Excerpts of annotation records
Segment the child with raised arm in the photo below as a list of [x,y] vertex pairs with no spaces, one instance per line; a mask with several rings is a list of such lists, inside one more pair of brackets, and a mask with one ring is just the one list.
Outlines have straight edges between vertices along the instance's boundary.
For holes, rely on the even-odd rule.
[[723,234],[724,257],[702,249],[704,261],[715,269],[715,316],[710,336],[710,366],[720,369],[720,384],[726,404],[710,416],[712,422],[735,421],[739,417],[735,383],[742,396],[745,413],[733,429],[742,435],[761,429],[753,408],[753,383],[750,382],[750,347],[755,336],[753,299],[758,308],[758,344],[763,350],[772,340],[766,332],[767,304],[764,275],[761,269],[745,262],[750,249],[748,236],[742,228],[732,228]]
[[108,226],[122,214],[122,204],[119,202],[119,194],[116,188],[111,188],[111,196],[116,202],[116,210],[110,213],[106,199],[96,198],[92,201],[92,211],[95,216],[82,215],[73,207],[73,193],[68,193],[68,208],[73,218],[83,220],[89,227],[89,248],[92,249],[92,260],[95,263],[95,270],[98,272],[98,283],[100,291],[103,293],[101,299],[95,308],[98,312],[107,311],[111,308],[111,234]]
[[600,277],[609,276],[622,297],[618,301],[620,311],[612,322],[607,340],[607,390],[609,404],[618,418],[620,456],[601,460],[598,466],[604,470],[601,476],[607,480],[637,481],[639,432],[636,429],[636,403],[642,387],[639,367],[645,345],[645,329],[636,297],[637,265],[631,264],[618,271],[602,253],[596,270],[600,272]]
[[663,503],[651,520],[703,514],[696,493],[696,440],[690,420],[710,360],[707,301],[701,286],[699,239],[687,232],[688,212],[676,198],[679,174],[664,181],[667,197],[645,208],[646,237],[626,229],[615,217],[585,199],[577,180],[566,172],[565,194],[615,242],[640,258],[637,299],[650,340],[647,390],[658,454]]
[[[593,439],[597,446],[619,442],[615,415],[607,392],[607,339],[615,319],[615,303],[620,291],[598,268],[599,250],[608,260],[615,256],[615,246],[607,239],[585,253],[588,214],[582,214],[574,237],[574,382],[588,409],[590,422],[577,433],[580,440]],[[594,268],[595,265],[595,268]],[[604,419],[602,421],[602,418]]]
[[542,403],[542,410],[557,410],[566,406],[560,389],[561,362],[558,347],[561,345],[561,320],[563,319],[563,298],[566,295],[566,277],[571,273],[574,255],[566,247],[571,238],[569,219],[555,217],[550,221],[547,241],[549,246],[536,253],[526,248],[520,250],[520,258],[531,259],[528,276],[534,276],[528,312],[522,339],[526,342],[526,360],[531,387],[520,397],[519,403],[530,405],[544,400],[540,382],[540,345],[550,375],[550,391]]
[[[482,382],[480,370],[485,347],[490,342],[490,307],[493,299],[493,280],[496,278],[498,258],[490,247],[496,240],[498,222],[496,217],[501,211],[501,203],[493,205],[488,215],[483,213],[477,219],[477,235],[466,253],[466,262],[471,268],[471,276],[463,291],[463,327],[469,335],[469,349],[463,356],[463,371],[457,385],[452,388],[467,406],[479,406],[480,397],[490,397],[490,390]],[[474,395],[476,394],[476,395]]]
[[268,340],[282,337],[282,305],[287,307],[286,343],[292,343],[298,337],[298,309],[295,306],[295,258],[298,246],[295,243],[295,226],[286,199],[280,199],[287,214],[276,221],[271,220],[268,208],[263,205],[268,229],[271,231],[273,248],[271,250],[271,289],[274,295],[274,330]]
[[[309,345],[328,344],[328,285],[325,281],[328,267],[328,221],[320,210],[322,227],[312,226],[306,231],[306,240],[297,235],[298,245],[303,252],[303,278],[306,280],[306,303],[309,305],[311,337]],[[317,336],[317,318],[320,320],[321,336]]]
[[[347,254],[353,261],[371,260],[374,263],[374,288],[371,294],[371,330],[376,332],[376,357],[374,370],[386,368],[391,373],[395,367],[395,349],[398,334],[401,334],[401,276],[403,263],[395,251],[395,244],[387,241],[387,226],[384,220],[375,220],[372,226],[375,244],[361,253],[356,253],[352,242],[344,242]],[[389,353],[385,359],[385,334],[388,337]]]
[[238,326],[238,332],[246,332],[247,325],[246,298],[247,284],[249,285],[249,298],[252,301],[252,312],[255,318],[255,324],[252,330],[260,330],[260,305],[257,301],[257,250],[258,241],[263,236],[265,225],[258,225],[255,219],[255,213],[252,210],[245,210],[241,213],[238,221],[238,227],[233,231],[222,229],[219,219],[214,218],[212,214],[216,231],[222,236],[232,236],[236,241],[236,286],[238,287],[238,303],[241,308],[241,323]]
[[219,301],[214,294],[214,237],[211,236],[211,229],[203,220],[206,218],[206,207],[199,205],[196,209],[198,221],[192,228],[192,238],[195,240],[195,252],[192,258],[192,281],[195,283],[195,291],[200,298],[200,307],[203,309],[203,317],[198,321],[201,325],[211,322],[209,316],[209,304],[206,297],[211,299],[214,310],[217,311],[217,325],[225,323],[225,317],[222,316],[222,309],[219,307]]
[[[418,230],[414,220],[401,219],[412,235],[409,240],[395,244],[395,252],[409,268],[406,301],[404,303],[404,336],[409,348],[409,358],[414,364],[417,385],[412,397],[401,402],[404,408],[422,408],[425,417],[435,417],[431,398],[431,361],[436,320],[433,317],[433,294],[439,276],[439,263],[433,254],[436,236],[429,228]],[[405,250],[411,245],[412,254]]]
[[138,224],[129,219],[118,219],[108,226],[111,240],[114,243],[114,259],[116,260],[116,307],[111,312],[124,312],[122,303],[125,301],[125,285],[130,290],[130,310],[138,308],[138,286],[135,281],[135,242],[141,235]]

**Problem to work on**.
Copy the data verbatim, starting at its first line and ending with the line that contains "For holes, rely on the even-odd rule.", both lines included.

**Task answer**.
Segment the child with raised arm in the photo below as a list of [x,y] vertex pairs with no spaces, one instance per line; a mask with several rings is a list of such lists, inside one more pair of brackets, and a mask with one ring is just the one list.
Outlines have straight edges between vertices along the instance's boundary.
For holes, rely on the even-odd rule.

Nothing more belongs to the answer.